■ WHAT TO WORK ON ■
Please answer these questions about the essay on patriotism:
1. Who is quoted under the title?
2. What mark did the Sensex cross?
3. What did the crowds of 1914 hand out to men not in uniform?

Friday 29 July 2011

Call me Quisling: Why I am no patriot

“Patriotism is the last refuge of a scoundrel” ~ Samuel Johnson.

Those of you who have been reading me for a while will know that I often call myself (not entirely in jest) a card-carrying traitor. I’ve adopted this epithet quite deliberately, since I’ve been accused of being a traitor so often as to have become inured to it.

At the same time, I’d rather be a traitor than a patriot.

A few years ago, when people were still celebrating India’s “economic revolution” (before that phrase became a sick joke which nobody now cares to repeat), and the stock market index (Sensex) crossed the 20000 mark (meaning the average price of a share in certain listed companies crossed twenty thousand rupees, I assume), people were asked by the media to “feel good” about it – though well over 90% Indians don’t own stocks. Similarly, when an Indian corporate house acquired a foreign steel company, we were all asked to “celebrate” the thing, as though it did any of us any good or changed anything at all.

In other words, patriotism is tokenism – but while most tokenism is meaningless to harmless, patriotism is an actively malignant force.

Those of us with a sense of history might remember the days of August 1914 – not even a hundred years ago – when the youth of Europe were cheered on to war by patriotic crowds, absolutely forced into uniform by social pressure whether they liked it or not, in the name of “doing their bit for King and Country”. Those young men went on to scream out their lives disembowelled in collapsed trenches and gassed in shellholes, which was all fine with the patriotic crowds back home. They kept cheering anyway, and handing out white feathers to anyone with enough sense not to get into uniform. And at the end of the carnage, the empires those patriotic people cheered for were all either destroyed or so weakened that they were doomed. That’s what patriotism gets you.

There’s this argument that patriotism is a good thing – it keeps the social fabric intact, and reinforces the sense of nationality. In response, I’d say that’s like saying religion is necessary to keep society descending to anarchy and immorality. There’s nothing inherently sacrosanct about attitudes like territoriality, herd mentality and tribalism: and patriotism is all too likely to degenerate to nationalism and thence to xenophobia and jingoism.



At what point can a “patriot” claim that “this is how far I take my patriotism, and no further?” At what point does “I love my country” turn to “My country, right or wrong”?

What’s so pernicious about patriotism is that it’s so easily subverted by politicians.  As someone said (at the moment I forget who), it’s the easiest thing in the world to disarm your opponent by questioning his patriotism. Anyone who’s got doubts on that issue need only look at the US in the aftermath of 11/9 and the run-up to the Iraq war, when political and media personalities critical of the Empire’s designs were ruthlessly silenced by questioning their patriotism. Even today, when those lies are acknowledged officially to have been lies, you can bet that when the Empire finally decides to invade Iran, opponents will be called unpatriotic.

Then, in India, even the fact that a drug-resistant bacterium was named after Delhi was made into a “patriotic” issue, with people blowing their tops at this “insult to the nation” – rather than figuring out the reasons why drug resistance would emerge in India, a country rife with unregulated and wanton antibiotic use. Patriotism kills in myriad forms, it appears.

It seems to me that patriotism might be effective only in one circumstance – where one still has a hope of improving a nation, and finds the means to go and try to do it. However, I’ve become convinced that nations by and large are incapable of improvement; they are so firmly in the grasp of ruling cabals whose only loyalty is to themselves that individuals can not, however heartily they wish real change for the better, bring said change about. Even if they manage a revolution, the new power elite will capture it. Remember Animal Farm.

■ DATA SHOWN ■

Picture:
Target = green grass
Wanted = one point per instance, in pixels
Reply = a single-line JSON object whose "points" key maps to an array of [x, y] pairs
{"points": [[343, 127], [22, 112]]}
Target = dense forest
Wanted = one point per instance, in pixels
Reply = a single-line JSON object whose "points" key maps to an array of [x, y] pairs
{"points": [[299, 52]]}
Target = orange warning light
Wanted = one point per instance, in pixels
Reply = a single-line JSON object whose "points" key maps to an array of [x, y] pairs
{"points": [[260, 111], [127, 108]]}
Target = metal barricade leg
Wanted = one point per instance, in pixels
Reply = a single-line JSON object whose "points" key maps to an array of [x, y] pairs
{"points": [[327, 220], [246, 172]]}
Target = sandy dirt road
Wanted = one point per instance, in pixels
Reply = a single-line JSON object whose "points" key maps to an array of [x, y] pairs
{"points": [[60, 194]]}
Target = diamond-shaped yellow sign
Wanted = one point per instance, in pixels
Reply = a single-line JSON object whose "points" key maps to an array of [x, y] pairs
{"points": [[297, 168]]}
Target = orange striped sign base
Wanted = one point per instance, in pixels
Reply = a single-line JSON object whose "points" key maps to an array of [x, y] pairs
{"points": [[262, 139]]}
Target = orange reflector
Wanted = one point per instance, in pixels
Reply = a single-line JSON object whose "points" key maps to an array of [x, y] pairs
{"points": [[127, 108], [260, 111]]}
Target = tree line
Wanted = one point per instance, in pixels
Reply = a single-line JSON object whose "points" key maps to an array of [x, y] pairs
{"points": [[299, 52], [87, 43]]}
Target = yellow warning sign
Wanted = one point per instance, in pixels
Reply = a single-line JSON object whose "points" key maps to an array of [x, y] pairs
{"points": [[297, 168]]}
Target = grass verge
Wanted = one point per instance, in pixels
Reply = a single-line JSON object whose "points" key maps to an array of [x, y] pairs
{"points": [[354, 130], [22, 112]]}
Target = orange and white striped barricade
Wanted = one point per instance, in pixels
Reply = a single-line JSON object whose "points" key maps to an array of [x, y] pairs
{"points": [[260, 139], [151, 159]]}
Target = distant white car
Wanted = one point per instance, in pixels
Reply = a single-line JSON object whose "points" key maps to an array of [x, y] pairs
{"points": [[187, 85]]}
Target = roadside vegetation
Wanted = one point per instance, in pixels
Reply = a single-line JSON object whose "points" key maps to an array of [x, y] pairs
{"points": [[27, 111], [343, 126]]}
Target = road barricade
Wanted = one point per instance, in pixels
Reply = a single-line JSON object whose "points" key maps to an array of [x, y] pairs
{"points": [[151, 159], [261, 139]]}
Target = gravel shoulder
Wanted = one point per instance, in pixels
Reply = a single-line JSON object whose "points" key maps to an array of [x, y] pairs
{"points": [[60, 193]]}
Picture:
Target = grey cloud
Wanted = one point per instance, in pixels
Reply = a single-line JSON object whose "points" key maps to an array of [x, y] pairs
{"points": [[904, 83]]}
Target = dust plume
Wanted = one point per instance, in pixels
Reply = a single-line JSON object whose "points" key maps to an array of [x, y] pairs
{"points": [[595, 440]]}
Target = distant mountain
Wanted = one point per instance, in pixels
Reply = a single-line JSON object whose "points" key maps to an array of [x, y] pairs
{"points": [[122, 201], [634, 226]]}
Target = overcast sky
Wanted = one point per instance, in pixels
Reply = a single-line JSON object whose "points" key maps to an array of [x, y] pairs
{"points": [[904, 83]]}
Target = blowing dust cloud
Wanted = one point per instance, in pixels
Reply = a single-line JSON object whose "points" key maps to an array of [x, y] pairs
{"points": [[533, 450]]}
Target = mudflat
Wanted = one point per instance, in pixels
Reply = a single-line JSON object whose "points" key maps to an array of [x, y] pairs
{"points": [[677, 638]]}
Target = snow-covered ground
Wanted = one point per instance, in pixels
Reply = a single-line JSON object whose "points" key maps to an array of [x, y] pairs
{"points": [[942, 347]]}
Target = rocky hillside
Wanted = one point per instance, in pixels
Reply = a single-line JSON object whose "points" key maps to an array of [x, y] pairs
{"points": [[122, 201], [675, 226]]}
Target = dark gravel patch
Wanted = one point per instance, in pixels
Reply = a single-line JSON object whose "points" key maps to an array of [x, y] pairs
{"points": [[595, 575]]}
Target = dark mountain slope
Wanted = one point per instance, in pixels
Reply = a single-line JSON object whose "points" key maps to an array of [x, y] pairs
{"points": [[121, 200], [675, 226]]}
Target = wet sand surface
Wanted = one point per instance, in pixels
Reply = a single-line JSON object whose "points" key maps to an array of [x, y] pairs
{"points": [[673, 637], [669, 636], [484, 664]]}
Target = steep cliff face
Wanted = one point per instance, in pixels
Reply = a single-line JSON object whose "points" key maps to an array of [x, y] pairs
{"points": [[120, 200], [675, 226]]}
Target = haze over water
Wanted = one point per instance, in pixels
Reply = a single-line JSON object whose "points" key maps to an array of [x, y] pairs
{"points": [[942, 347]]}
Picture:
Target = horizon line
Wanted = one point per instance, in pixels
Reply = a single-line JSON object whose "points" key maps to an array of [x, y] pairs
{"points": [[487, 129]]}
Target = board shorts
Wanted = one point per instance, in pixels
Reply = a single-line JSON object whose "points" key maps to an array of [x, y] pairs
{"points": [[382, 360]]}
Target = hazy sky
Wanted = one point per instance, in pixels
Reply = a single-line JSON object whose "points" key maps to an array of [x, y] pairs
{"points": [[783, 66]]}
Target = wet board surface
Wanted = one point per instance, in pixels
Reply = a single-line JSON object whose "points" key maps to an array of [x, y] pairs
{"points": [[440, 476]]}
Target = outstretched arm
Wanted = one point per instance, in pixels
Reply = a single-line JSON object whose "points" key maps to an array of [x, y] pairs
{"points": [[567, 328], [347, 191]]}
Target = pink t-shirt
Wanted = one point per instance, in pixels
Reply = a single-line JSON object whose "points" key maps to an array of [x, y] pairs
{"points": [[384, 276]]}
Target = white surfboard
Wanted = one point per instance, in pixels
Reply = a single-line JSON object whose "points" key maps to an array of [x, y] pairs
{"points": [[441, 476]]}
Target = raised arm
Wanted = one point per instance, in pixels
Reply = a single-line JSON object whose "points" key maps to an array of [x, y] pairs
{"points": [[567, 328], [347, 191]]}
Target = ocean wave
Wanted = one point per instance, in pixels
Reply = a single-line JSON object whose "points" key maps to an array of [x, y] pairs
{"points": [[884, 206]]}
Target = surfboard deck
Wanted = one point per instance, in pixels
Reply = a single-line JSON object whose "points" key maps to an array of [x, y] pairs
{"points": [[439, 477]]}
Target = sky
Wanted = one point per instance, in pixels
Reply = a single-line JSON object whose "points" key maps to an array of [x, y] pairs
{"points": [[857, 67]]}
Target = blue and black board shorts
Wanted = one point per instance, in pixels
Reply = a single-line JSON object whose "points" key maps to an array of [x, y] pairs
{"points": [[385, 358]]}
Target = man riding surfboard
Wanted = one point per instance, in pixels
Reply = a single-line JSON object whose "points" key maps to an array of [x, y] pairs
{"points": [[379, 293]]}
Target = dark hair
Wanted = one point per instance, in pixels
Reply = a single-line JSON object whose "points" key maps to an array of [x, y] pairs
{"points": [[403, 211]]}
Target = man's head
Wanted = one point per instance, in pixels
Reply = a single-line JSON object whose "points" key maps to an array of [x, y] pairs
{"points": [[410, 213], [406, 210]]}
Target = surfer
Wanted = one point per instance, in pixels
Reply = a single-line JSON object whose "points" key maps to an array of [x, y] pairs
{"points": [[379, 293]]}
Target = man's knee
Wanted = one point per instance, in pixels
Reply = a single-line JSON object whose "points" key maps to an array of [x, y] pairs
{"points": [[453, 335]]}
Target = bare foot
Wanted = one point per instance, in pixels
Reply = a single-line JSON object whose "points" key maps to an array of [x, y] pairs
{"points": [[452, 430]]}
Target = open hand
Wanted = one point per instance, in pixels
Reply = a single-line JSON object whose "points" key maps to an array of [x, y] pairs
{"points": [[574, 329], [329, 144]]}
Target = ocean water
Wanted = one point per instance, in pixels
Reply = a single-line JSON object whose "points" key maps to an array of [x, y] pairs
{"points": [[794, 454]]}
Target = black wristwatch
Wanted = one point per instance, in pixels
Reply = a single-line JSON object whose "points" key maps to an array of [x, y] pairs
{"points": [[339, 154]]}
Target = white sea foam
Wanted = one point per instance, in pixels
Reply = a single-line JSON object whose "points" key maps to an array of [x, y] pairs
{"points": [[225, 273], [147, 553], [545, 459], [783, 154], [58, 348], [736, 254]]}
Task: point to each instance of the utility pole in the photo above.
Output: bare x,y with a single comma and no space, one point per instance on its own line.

■ SOLUTION FOR THIS EXERCISE ■
1. Samuel Johnson
2. 20000
3. White feathers